* Trecho fornecido:

AS NOVAS CONCEPÇÕES DE FAMÍLIA

Para Lévi Strauss (1974: 17) a família é um grupo social que tem origem no casamento, é uma união legal com direitos e obrigações econômicas, religiosas, sexuais e de outro tipo. Mas também está associada a sentimentos como o amor, o afeto, o respeito ou o temor.

Afirma Lévi-Strauss (1974: 47) que a família é necessária para a reprodução social de um grupo humano, pois garante a sobrevivência e a continuidade biológica e social do próprio grupo.

A família em questão pode ser considerada como uma unidade que envolve as economias individuais e que pratica uma economia moral ou cultural coletiva com base nas relações de parentesco. É o que Jack Goody (1986: 249) denomina economia oculta do parentesco.

Mas a unidade familiar não está isenta de tensões, rivalidades internas e externas, negociações e conflitos. O mesmo matrimônio pode ser considerado como uma ameaça do patrimônio entre os quais vai existir uma tensão estrutural (O´Neill, 1984). Portanto, as tensões e articulações entre os condicionamentos sociais e os projetos pessoais que possam existir são ingredientes da existência humana em sociedade.

A família, diz Robert Rowland (1997) é conseqüência das relações de parentesco, é um grupo doméstico co-residente e com limites variáveis segundo os contextos culturais. Alguns tipos de família são Família nuclear: grupo de parentes formado pelos pais e os filhos, que residem juntos, e os filhos tendem a herdar dos pais. Família extensa, Família de orientação: aquela onde um nasce e aprende a ser criança. Família de procriação: aquela que formamos no momento do nosso casamento, quando um se casa e tem filhos.

Um outro conceito associado ao de família é o de "grupo doméstico", isto é um grupo de parentes que coabitam e co-residem no mesmo espaço. Portanto há uma diferença com o conceito de família.

O casamento consagra uma instituição social de todas as culturas, a família, mas com diferentes implicações sociais. O casamento é um ritual de passagem da juventude para a vida adulta. O casamento regulamenta a relação sexual e a procriação, mas também as ligações sociais entre famílias e grupos humanos. A cerimônia do casamento varia de cultura a cultura em términos formais, mas no geral é um ritual de passagem do estatuto da juventude para o estatuto de adulto.

De acordo com Edmund Leach (1971), o casamento pode servir para: Definir o pai legal dos filhos de uma mulher, Definir a mãe legal para os filhos de um homem, Dar ao marido monopólio sobre a atividade sexual da mulher, Dar à mulher monopólio sobre a atividade sexual do marido. Dar ao esposo o direito sobre serviços domésticos e trabalhos da mulher. Dar à mulher o direito parcial ou monopólio sobre o trabalho do homem. Dar ao marido direito de propriedade sobre as pertenças da mulher. Dar à mulher direito de propriedade sobre as pertenças do marido. Estabelecer um fundo comum de propriedade em benefício dos filhos nascidos do casamento. Estabelecer um parentesco de afinidade entre o marido e os irmãos da mulher.

* Linhas fornecidas:
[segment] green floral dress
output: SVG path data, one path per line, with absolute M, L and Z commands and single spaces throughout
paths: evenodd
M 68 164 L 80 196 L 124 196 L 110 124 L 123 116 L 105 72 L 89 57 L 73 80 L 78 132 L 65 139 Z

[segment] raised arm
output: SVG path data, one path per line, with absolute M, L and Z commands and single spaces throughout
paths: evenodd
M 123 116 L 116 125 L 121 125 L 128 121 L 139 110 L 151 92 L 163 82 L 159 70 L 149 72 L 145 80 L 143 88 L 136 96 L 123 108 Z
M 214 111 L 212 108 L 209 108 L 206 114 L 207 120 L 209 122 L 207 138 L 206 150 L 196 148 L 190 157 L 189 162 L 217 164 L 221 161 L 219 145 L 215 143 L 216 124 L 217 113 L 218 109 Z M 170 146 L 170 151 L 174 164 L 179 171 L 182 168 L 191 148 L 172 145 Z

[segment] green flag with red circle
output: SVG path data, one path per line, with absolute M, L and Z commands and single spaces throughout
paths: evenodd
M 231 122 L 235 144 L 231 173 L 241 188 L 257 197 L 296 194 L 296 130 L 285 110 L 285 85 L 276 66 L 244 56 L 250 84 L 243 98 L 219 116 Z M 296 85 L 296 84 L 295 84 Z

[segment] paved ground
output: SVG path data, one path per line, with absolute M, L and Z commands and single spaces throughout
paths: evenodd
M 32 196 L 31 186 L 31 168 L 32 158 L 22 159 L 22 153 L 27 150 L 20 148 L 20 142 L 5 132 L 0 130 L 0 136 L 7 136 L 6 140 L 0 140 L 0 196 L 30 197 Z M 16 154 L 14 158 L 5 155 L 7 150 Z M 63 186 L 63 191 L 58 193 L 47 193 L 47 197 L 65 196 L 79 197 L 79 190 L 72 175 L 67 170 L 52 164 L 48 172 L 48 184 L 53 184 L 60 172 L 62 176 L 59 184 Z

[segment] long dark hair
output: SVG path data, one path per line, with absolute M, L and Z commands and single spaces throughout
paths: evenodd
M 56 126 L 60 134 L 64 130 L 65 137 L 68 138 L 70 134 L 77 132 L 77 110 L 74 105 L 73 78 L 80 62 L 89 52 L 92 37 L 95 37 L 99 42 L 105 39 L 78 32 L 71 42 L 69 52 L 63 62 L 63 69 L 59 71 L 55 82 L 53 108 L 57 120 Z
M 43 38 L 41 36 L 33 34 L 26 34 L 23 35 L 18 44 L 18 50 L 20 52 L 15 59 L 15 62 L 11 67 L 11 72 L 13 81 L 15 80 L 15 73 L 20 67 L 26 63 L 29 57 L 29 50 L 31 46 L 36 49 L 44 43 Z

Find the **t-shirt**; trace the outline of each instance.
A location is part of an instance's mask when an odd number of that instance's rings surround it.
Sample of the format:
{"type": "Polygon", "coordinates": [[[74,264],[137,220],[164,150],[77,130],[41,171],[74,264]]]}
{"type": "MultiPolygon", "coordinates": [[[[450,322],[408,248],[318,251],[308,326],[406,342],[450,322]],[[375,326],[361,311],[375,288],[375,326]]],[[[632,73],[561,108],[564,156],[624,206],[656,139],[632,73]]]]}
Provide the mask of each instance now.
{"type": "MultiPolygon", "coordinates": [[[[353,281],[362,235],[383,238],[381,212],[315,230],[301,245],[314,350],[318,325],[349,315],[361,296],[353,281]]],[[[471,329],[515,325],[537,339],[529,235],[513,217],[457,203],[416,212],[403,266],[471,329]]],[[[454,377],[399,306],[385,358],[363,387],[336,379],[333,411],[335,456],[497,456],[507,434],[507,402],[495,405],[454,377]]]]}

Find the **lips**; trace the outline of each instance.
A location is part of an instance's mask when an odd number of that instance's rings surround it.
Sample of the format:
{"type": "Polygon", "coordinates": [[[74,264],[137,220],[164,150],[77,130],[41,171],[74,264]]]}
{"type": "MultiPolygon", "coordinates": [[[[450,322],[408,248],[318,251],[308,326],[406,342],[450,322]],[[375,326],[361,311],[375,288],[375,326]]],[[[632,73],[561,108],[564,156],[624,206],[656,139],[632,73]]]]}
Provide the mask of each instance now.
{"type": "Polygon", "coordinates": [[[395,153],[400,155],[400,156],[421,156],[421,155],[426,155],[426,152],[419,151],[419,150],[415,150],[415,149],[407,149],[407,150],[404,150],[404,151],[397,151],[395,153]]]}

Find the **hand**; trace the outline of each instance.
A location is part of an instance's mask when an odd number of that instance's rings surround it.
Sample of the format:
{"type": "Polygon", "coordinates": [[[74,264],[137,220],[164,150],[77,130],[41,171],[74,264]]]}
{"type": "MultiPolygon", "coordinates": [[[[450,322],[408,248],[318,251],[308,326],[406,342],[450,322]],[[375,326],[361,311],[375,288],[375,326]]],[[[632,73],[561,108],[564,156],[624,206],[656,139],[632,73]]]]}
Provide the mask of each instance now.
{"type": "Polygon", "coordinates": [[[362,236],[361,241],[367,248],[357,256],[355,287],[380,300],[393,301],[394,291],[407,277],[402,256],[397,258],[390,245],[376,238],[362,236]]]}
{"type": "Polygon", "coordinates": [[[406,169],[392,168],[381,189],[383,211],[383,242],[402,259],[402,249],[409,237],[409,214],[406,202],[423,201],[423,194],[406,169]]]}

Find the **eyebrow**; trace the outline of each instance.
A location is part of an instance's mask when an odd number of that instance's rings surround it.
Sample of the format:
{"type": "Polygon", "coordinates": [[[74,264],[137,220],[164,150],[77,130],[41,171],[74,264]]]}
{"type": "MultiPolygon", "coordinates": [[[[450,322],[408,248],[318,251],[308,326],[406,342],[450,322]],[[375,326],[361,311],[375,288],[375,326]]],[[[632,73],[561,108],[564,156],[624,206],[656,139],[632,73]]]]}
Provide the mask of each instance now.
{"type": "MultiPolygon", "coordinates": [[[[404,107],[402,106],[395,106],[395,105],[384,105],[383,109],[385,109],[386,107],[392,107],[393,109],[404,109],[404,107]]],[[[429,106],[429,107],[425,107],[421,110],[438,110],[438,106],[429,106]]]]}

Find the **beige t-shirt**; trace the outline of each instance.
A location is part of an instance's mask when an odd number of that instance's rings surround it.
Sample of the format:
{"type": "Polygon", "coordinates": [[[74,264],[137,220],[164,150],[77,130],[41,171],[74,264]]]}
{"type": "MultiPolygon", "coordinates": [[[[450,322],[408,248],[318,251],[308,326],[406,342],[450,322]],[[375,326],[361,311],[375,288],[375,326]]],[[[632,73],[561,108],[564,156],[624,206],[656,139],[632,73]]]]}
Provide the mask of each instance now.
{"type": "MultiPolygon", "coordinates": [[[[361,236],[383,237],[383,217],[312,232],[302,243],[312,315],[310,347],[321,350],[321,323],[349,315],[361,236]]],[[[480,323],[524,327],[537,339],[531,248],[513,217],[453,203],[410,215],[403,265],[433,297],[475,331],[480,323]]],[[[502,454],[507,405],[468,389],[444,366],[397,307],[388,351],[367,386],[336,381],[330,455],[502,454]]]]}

* Descrição da tarefa:
Dê continuidade ao texto sobre as novas concepções de família a partir da última frase apresentada. As linhas formam um material à parte, sem relação com o texto sobre as novas concepções de família.

* O resultado:
Monogamia: Casamento entre um só homem e uma única mulher. Homossexual: Casamento entre pessoas do mesmo sexo. Ser "paneleiro" em português popular é uma metáfora que parte do que se pensa uma inversão de gênero, um homem que mexe nas panelas, trabalho definido geralmente como feminino.Poliandria: (Polinésia, Tibete, Nepal, Índia): Uma mulher casa com vários homens.

Um caso paradigmático é o da poliandria fraternal ou "adélfica" do Himalaia (uma mulher casa com 2 homens que são irmãos entre eles); estes tibetanos trabalham como guias de caravanas, o que implica dilatadas estadias fora de casa, entretanto a mulher e os filhos ficam com o irmão do marido.

Outro exemplo é o caso dos "todas" do sul da Índia (tribo das montanhas Nilgira, mil pessoas, ¼ são cristãos, a sua economia depende dos búfalos, mas são vegetarianos, dos búfalos só utilizam o leite, vendem também leite a uma cooperativa leiteira e os tecidos bordados).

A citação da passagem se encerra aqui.